Instructions for the task
Retype all the entries word for word, but omit the pictures.

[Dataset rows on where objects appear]
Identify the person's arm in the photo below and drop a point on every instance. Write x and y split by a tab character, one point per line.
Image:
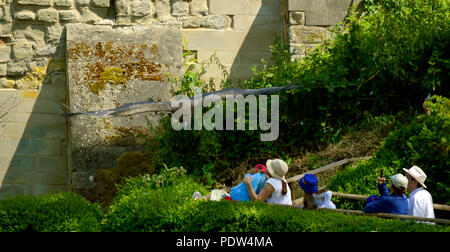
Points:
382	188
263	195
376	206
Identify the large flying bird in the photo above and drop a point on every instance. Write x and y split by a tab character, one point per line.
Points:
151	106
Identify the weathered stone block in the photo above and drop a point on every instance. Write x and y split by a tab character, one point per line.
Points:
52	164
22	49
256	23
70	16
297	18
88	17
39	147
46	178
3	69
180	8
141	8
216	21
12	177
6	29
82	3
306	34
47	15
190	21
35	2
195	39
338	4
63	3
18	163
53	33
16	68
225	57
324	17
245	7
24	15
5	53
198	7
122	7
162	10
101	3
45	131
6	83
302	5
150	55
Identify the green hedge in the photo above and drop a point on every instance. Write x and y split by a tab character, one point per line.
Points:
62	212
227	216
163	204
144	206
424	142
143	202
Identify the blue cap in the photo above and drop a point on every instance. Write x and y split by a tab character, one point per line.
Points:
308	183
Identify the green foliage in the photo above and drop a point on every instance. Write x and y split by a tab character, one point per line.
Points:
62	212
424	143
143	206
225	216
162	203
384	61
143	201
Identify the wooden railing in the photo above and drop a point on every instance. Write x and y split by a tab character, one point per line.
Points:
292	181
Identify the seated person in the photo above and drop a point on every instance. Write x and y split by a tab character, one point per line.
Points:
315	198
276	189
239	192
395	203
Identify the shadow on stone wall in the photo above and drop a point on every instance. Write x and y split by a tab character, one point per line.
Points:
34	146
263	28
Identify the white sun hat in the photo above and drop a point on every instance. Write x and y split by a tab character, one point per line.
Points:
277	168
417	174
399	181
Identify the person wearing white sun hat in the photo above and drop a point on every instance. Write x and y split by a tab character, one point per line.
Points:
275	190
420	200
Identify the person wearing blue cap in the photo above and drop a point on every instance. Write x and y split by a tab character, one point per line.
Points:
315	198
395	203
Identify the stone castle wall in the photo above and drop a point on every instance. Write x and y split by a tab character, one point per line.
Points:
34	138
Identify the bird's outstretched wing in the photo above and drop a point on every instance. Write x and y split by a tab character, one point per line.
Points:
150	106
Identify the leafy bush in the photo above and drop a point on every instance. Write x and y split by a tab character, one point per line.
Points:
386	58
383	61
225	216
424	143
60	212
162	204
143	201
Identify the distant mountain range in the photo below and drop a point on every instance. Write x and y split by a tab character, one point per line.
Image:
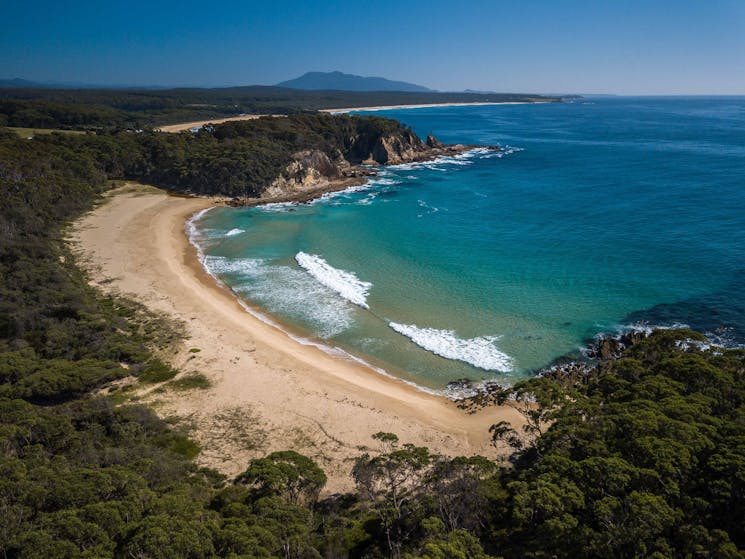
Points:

Correct output
Identify the person's arm in the photo below and drop a point on every instance. Write x and y split by a tab character, one point per line.
Image:
Points:
382	188
263	195
376	206
Identify the large flying bird in the photo above and drop a point on every instance. Write x and y split by a tab character, one point per line.
Points:
151	106
Identify the weathered stone block in the photo above and drop a point on every instance. Write x and y split by a tab character, one point per line.
Points:
52	164
22	49
256	23
70	16
297	18
88	17
39	147
46	178
3	69
180	8
141	8
216	21
12	177
6	29
82	3
306	34
47	15
190	21
35	2
195	39
338	4
63	3
18	163
53	33
16	68
225	57
324	17
245	7
24	15
5	53
198	7
122	7
162	10
101	3
45	131
6	83
302	5
150	55
Identify the green hedge in the photo above and drop a point on every instance. Write x and y split by a tab character, one point per line.
Points:
62	212
227	216
163	204
144	206
424	142
143	202
Identify the blue cap in the photo above and drop a point on every instance. Write x and y split by a tab character, one point per line.
Points:
308	183
Identify the green foliage in the photo above and drop a point on every instance. Write x and y split by a tab character, one point per line.
Points:
62	212
424	143
143	206
225	216
162	203
384	61
143	201
Identify the wooden railing in the photo above and drop a point on every instance. Write x and y split by a tab character, one point per line.
Points:
292	181
Identify the seated person in the photo above and drop a point on every instance. Write x and y split by a tab character, one point per line.
Points:
315	198
276	189
239	192
395	203
Identify the shadow on stone wall in the photo above and drop a point on every instance. Write x and y split by a tab character, one point per line.
Points:
34	146
263	28
Identify the white sun hat in the photo above and drop a point on every instance. Write x and y split by a tab character, one point per line.
Points:
277	168
417	174
399	181
Identify the person wearing white sun hat in the photo above and drop a point on every instance. Write x and y split by a tab character, one point per line.
Points:
275	190
420	200
Identify the person wearing blue cap in the photo above and drop a point on every instance. Write x and y split by a tab character, one point per line.
Points:
315	198
395	203
Identify the stone castle wall in the photo above and drop a point on every instance. Write x and y split by a tab character, one point per line.
Points:
34	138
Identify the bird's outstretched wing in the photo above and drop a point on every instance. Write x and y split by a tab character, one point per line.
Points:
150	106
Identify the leafy bush in the photo above and drop a point on every instance. Write x and y split by a tab character, one point per line.
Points:
386	58
383	61
225	216
424	143
60	212
162	204
143	201
Identify the distant mountain range in the photo below and drop a point on every instance. Write x and y split by a tab character, one point per line.
Image:
Points:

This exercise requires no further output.